- _Task to carry out_
Rewrite the material below, swapping "jet engine" for "turbine" and leaving everything else untouched.
========================================
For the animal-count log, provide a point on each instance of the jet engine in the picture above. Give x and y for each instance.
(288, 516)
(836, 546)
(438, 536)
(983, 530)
========================================
- _Correct output_
For the animal-count log, provide a point on each instance of the turbine in the picture above. Give x and y for each instance.
(288, 516)
(836, 546)
(438, 536)
(983, 530)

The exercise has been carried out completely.